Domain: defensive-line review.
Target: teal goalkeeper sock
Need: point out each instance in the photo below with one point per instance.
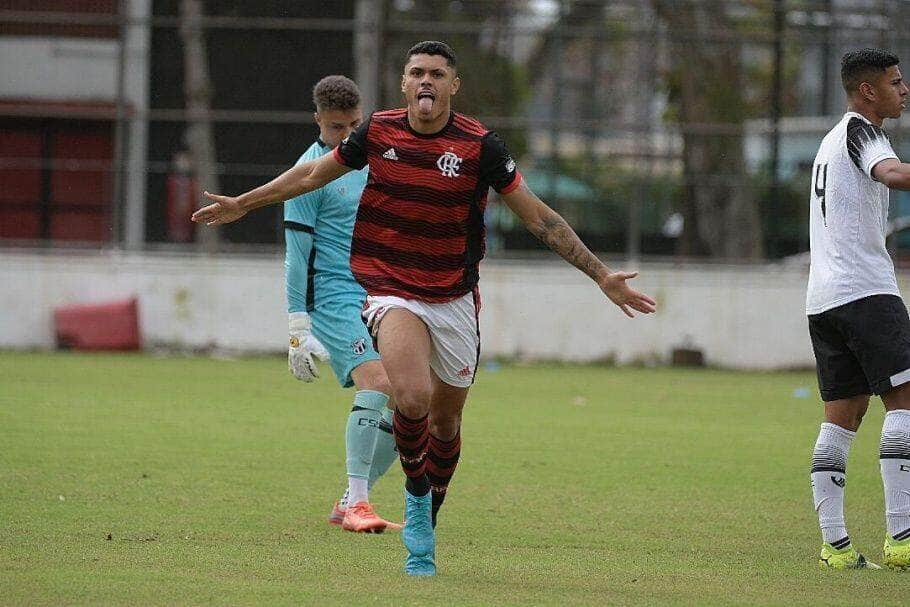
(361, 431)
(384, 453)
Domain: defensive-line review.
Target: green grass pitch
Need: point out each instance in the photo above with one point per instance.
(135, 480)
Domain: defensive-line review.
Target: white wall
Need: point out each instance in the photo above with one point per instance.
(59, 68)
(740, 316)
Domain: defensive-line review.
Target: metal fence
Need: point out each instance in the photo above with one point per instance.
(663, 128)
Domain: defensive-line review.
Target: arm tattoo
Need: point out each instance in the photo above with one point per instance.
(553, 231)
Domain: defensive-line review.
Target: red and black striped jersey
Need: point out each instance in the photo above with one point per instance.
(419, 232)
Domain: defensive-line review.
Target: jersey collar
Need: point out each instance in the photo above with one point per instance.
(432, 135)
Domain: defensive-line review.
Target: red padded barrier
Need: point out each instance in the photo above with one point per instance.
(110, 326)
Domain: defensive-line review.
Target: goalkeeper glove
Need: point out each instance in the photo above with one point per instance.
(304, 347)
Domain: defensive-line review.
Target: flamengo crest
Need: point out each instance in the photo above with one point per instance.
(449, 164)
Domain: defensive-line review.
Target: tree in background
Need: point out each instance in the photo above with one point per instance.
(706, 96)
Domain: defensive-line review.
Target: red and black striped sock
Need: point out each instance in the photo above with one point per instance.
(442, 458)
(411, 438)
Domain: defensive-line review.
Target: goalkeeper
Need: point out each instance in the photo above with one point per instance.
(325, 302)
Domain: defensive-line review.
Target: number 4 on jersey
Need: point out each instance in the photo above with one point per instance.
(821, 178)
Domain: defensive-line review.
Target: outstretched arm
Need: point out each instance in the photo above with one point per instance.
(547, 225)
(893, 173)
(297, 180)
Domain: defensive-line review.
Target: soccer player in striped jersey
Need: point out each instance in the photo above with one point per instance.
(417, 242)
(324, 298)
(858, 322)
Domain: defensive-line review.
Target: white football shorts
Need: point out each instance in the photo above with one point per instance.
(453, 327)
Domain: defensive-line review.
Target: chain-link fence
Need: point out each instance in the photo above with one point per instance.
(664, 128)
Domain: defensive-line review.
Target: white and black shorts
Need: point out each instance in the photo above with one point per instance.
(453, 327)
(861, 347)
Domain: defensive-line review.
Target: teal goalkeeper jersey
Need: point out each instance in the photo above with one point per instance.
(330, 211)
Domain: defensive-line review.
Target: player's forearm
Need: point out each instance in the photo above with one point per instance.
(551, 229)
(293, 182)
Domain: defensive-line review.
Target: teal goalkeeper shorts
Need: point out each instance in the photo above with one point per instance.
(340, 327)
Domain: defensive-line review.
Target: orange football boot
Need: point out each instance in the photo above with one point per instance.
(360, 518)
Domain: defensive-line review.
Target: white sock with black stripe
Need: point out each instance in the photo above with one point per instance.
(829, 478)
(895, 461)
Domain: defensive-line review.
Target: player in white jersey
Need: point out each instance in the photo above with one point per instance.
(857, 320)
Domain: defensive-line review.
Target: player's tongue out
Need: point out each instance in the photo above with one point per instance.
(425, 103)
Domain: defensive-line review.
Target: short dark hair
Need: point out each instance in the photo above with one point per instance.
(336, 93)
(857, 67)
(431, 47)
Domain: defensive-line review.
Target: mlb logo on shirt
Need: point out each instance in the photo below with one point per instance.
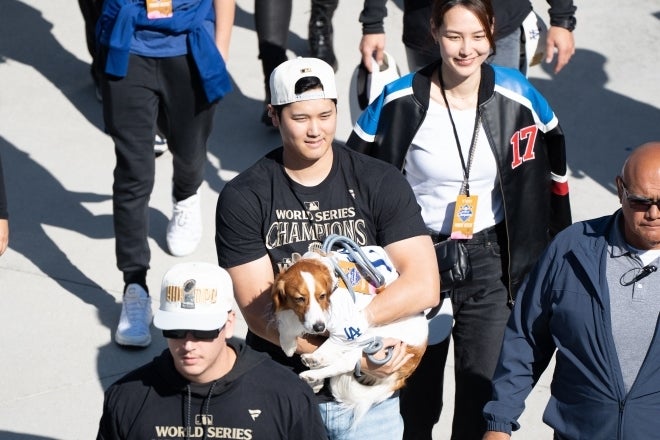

──────

> [Required action] Every line above holding the string "black" should be listed.

> [Written response]
Target: red and black striped jersey
Target: red and black striped sock
Target: white and black shorts
Target: white sock with black stripe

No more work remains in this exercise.